▶ _TASK PROMPT_: Your task is to print all of the data below exactly, with no pictures included.

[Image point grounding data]
□ □ □ □ □
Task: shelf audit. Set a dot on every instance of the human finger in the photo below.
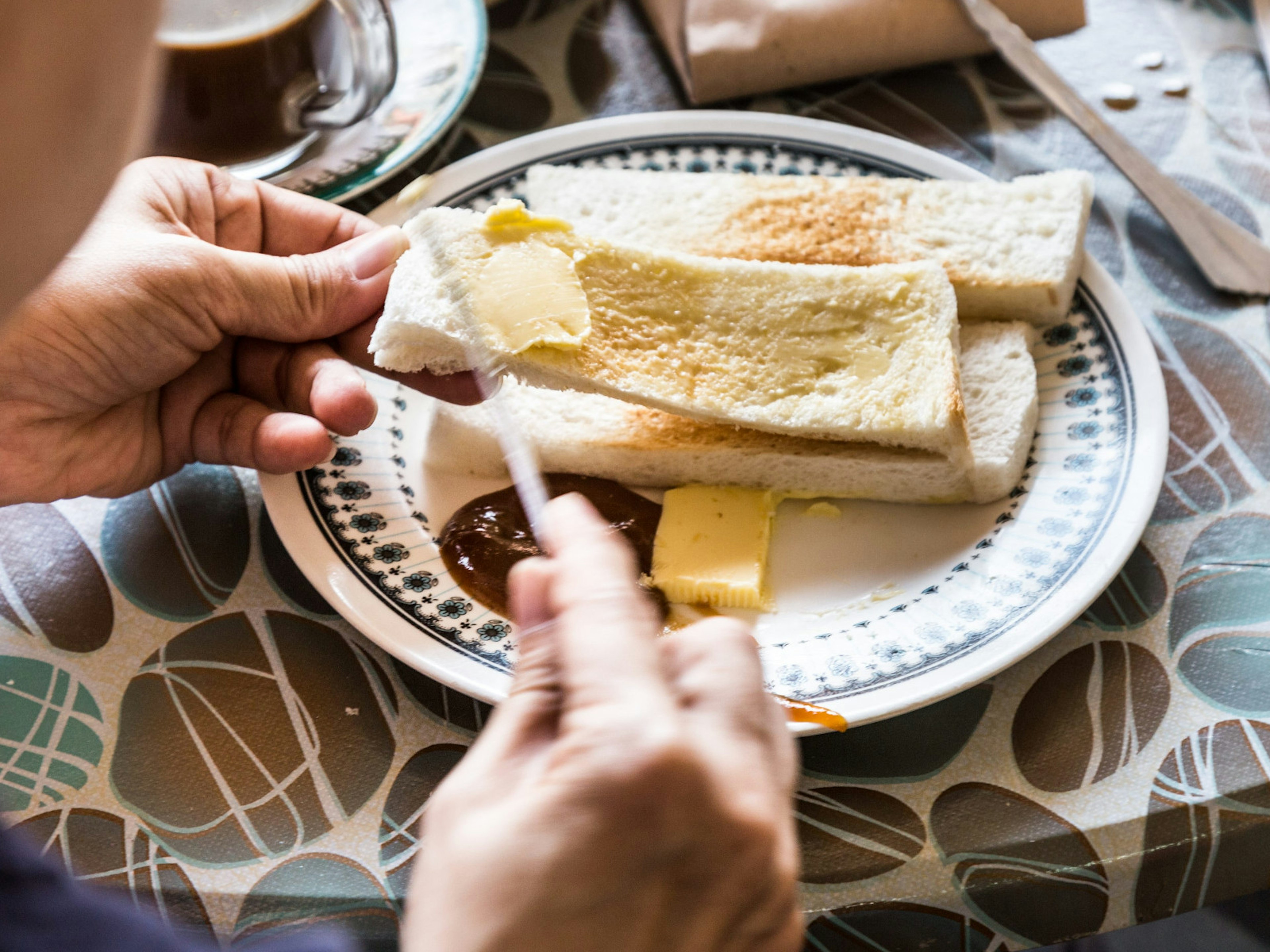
(354, 346)
(295, 299)
(717, 673)
(529, 719)
(305, 379)
(530, 596)
(293, 224)
(237, 431)
(243, 215)
(606, 627)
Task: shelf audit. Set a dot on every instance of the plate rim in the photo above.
(376, 175)
(1121, 535)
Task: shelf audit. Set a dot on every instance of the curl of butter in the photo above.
(508, 218)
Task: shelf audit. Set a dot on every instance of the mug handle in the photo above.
(373, 41)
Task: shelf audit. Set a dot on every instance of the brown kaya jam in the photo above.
(489, 535)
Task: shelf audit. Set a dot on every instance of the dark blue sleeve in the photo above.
(42, 909)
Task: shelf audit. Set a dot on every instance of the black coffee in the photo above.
(230, 91)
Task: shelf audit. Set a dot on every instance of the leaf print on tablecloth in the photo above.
(314, 890)
(454, 709)
(586, 61)
(1089, 715)
(399, 827)
(240, 742)
(285, 574)
(1022, 869)
(1133, 597)
(1238, 119)
(510, 97)
(854, 833)
(898, 927)
(1220, 624)
(1167, 266)
(906, 749)
(178, 549)
(933, 106)
(51, 586)
(50, 734)
(116, 853)
(1208, 822)
(1218, 417)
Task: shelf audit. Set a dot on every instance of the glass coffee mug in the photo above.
(252, 83)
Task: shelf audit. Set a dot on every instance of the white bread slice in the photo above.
(824, 352)
(1013, 251)
(596, 436)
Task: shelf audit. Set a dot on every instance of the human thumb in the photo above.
(303, 298)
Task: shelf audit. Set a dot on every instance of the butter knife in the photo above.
(1230, 257)
(519, 455)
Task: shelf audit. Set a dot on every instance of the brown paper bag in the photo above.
(736, 48)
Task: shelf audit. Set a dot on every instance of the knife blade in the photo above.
(1230, 257)
(517, 451)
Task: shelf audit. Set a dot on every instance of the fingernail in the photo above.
(370, 254)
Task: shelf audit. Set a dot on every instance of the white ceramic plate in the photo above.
(891, 607)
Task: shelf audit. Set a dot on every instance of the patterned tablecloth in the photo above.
(182, 716)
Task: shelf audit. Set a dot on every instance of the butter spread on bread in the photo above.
(822, 352)
(642, 447)
(1013, 251)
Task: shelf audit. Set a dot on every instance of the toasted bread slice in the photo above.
(596, 436)
(822, 352)
(1013, 251)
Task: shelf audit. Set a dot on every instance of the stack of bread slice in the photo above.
(793, 333)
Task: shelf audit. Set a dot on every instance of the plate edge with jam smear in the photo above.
(364, 529)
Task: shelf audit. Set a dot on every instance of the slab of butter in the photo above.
(529, 295)
(712, 546)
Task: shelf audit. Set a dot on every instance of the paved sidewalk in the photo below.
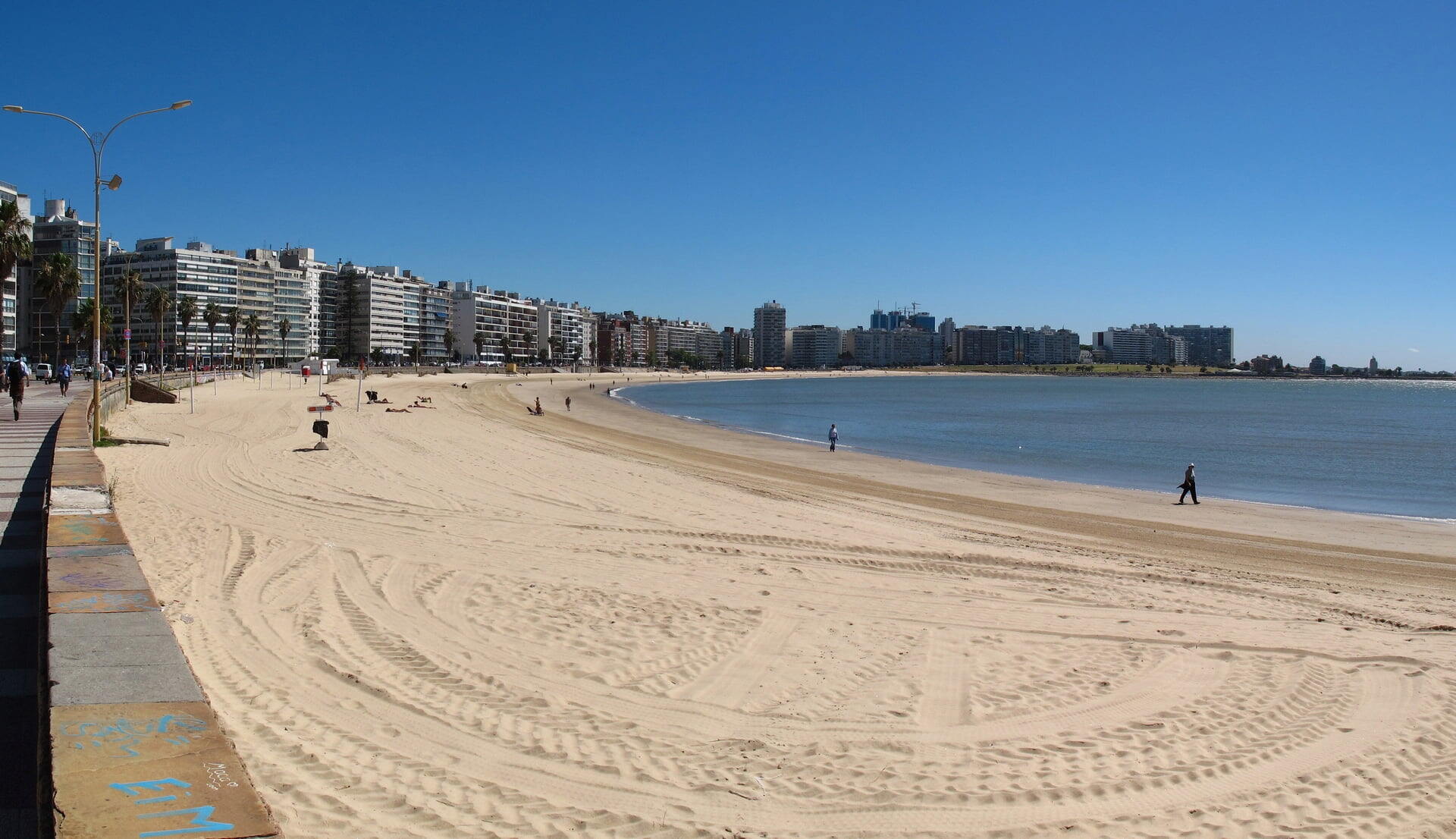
□ □ □ □ □
▶ _ANSWER BOX_:
Task: shelf audit. Set a dot on every instance of the human finger in the photo below.
(354, 346)
(295, 299)
(717, 673)
(529, 719)
(305, 379)
(530, 596)
(293, 224)
(237, 431)
(243, 215)
(606, 627)
Task: shelf audit. Set a dot on every instance of the plate rim in the photo above.
(376, 175)
(1121, 535)
Task: shelf audit. Set a dot on every instance of the curl of butter in the photo above.
(508, 218)
Task: shelf audit. Set a dot on every instance of the mug handle in the photo above.
(373, 41)
Task: shelf audit. Set a dot on every instance of the brown kaya jam in the photo above.
(489, 535)
Task: shelf audit. Set a dot on every instance of the dark blue sleeve in the photo above.
(42, 909)
Task: shelf audit. Set a dot on every instance of the black coffee in the photo above.
(230, 91)
Task: shelf audit. Set a dot on every instance of the leaf print on tablecloth in the photo above.
(314, 890)
(454, 709)
(586, 61)
(1089, 715)
(399, 827)
(240, 742)
(285, 574)
(1022, 869)
(1133, 597)
(1238, 119)
(510, 97)
(854, 833)
(898, 927)
(1220, 624)
(1167, 266)
(906, 749)
(178, 549)
(933, 106)
(51, 586)
(50, 734)
(116, 853)
(1208, 822)
(1218, 417)
Task: shelf audit. Set a dot on every instance of the glass coffee mug in the photo above.
(252, 83)
Task: shelf audit. Set a dot on every instance of the white bread slice in the photo above.
(824, 352)
(1013, 251)
(596, 436)
Task: shelf audit. Set a dot on every instance of the human thumb in the photo above.
(303, 298)
Task: shelf audit. Set a dot on every instance of the butter knife in the photo above.
(1230, 257)
(519, 455)
Task: shelf audit. Set a dot on every instance of the brown paper bag in the photo above.
(736, 48)
Task: shelf audit. Set a dot on every instance of the knife blade in the photo above.
(1230, 257)
(517, 451)
Task: shelf audit. Set a dot on every instance of the fingernail in the photo above.
(370, 254)
Task: shelf audit. Set a dot on every instance of the white ceramic plate in the photo above.
(891, 607)
Task: shelf audit. Set a dot on every instance of the patterned tablecloth in the photo above.
(182, 716)
Task: shelf audit. Set a dot on every instance of the butter spread on bread in the photo above.
(822, 352)
(642, 447)
(1013, 251)
Task: shelf audit. Set a dot on every instance of the toasted bread slice in the photo above.
(596, 436)
(822, 352)
(1013, 251)
Task: shelf audit. Set a dot on every instance of the stack of bread slice in the photo above.
(793, 333)
Task: shelf audit. Set a dot on every instance of the plate edge with jam smear in the photo above.
(364, 529)
Task: shelf audit. Set a dot on every instance of the slab of butter in the photo above.
(529, 295)
(712, 546)
Task: shelf audit. Set a dot on every instance of the paved sidewalk in the photo below.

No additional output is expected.